• Dataset records:
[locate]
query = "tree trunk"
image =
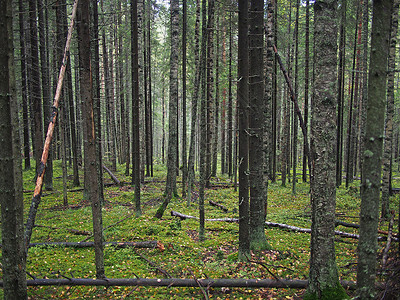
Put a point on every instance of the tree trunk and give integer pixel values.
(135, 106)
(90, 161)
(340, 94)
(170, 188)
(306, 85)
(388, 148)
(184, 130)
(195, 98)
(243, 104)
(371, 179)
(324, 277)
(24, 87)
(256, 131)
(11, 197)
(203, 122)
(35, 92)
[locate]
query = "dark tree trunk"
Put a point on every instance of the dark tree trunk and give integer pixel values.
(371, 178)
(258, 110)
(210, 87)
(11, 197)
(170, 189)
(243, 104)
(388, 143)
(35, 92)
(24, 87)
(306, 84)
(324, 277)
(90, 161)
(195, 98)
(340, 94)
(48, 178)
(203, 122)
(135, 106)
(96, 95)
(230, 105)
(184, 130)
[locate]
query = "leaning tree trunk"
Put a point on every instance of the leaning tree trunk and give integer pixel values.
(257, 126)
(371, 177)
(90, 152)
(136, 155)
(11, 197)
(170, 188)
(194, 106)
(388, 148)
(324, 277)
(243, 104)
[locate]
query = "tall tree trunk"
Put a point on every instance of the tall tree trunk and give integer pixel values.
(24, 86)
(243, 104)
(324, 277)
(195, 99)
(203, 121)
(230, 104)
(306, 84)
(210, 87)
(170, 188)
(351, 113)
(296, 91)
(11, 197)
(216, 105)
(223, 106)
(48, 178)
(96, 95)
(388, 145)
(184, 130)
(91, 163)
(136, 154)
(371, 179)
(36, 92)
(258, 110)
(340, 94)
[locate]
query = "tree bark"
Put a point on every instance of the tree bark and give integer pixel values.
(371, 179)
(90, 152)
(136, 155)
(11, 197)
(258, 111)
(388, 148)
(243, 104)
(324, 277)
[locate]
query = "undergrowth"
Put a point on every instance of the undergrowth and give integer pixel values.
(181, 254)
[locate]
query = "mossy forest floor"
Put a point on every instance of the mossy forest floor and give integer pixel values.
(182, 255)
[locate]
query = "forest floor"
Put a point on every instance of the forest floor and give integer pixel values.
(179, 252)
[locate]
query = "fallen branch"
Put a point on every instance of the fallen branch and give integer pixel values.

• EXERCISE REQUIREMENTS: Without the pictures, return the entries exactly as they appear.

• OUTPUT FOR THIS TASK:
[locate]
query = "tree trunk"
image =
Put a point on every instance of the tree trunk and give integer pixel values.
(135, 106)
(90, 161)
(340, 94)
(170, 188)
(306, 85)
(388, 148)
(184, 130)
(195, 98)
(243, 104)
(371, 179)
(324, 277)
(24, 87)
(256, 131)
(11, 197)
(203, 122)
(35, 92)
[locate]
query = "dark tree trunk"
Put a point on every instance of the dark tree trunk and give integer pixel values.
(371, 178)
(258, 110)
(210, 87)
(11, 197)
(170, 189)
(243, 104)
(388, 143)
(35, 92)
(24, 87)
(306, 84)
(324, 277)
(90, 161)
(195, 98)
(340, 94)
(48, 178)
(203, 122)
(135, 106)
(96, 95)
(230, 105)
(184, 130)
[locate]
query = "leaning tree trunk"
Put a point on every instance of the leaning tree trunk and give integer pixel values.
(257, 126)
(371, 177)
(90, 152)
(136, 155)
(11, 197)
(170, 188)
(194, 106)
(388, 148)
(324, 277)
(243, 104)
[locate]
query = "tall tree trunk"
Put a point on every instance of the tall tree trunk and give integer pixel values.
(24, 86)
(243, 104)
(324, 277)
(195, 99)
(203, 121)
(230, 104)
(306, 84)
(210, 87)
(170, 188)
(351, 113)
(296, 91)
(11, 197)
(216, 105)
(223, 106)
(48, 178)
(96, 95)
(388, 145)
(184, 130)
(91, 163)
(136, 154)
(371, 179)
(36, 92)
(258, 110)
(340, 94)
[locate]
query = "tree bark"
Put a point on every instance of the tree bark and give integer pixel values.
(371, 179)
(90, 152)
(136, 155)
(11, 197)
(258, 111)
(388, 148)
(243, 104)
(324, 277)
[locate]
query = "undergrowth"
Put a point on every instance of the undergrowth and give integer pixel values.
(181, 254)
[locate]
query = "mossy forest floor"
Put a point on every instance of the mossy forest floor and give integer pixel values.
(182, 255)
[locate]
query = "forest floor"
Put a point on every instance of the forest floor and give integer pixel values.
(179, 252)
[locate]
query = "fallen branch"
Put a point on every instance of the fallen branch and give integer pixel values.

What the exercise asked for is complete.